> _SOURCE DOCUMENT_:
* BEGIN *

Hi Mark,

Have you tried to set your rolling policy to close inactive part files
after some time [1]?
If the part files in the buckets are inactive and there are no new part
files, then the state handle for those buckets will also be removed.

Cheers,
Kostas

https://ci.apache.org/projects/flink/flink-docs-master/api/java/org/apache/flink/streaming/api/functions/sink/filesystem/rollingpolicies/DefaultRollingPolicy.html



On Mon, Feb 3, 2020 at 3:54 PM Mark Harris <mark.har...@hivehome.com> wrote:

> Hi all,
>
> The out-of-memory heap dump had the answer - the job was failing with an
> OutOfMemoryError because the activeBuckets members of 3 instances of
> org.apache.flink.streaming.api.functions.sink.filesystem.Buckets were
> filling a significant enough part of the memory of the taskmanager that no
> progress was being made. Increasing the memory available to the TM seems to
> have fixed the problem.
>
> I think the DeleteOnExit problem will mean it needs to be restarted every
> few weeks, but that's acceptable for now.
>
> Thanks again,
>
> Mark
> ------------------------------
> *From:* Mark Harris <mark.har...@hivehome.com>
> *Sent:* 30 January 2020 14:36
> *To:* Piotr Nowojski <pi...@ververica.com>
> *Cc:* Cliff Resnick <cre...@gmail.com>; David Magalhães <
> speeddra...@gmail.com>; Till Rohrmann <trohrm...@apache.org>;
> flink-u...@apache.org <flink-u...@apache.org>; kkloudas <
> kklou...@apache.org>
> *Subject:* Re: GC overhead limit exceeded, memory full of DeleteOnExit
> hooks for S3a files
>
> Hi,
>
> Thanks for your help with this. 🙂
>
> The EMR cluster has 3 15GB VMs, and the flink cluster is started with:
>
> /usr/lib/flink/bin/yarn-session.sh -d -n 3 -tm 5760 -jm 5760 -s 3
>
> Usually the task runs for about 15 minutes before it restarts, usually due
> to with an "java.lang.OutOfMemoryError: Java heap space" exception.
>
> The figures came from a MemoryAnalyzer session on a manual memory dump
> from one of the taskmanagers. The total size of that heap was only 1.8gb.
> In that heap, 1.7gb is taken up by the static field "files" in
> DeleteOnExitHook, which is a linked hash set containing the 9 million
> strings.
>
> A full example of one the path is
> /tmp/hadoop-yarn/s3a/s3ablock-0001-6061210725685.tmp, at for 120 bytes per
> char[] for a solid 1.2gb of chars. Then 200mb for their String wrappers and
> another 361MB for LinkedHashMap$Entry objects. Despite valiantly holding
> on to an array of 16777216 HashMap$Node elements, the LinkedHashMap can
> only contribute another 20MB or so.
> I goofed in not taking that 85% figure from MemoryAnalyzer - it tells
> me DeleteOnExitHook is responsible for 96.98% of the heap dump.

* END *

> _PROVIDED MATERIAL_:
* BEGIN *

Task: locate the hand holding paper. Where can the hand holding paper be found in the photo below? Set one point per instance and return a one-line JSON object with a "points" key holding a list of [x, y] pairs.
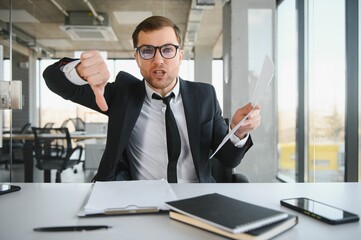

* END *

> _REQUIREMENTS_:
(1) List every memory amount given in gigabytes in the Flink memory thread.
(2) According to the Flink memory thread, how long does the task usually run before it restarts?
The data are not required for this work; only the Flink memory thread is.

> _ANSWERS TO THE PROBLEMS_:
(1)
15GB (each of the 3 EMR cluster VMs)
1.8gb (total heap size)
1.7gb (taken up by the static field "files" in DeleteOnExitHook)
1.2gb (of chars)

(2) About 15 minutes.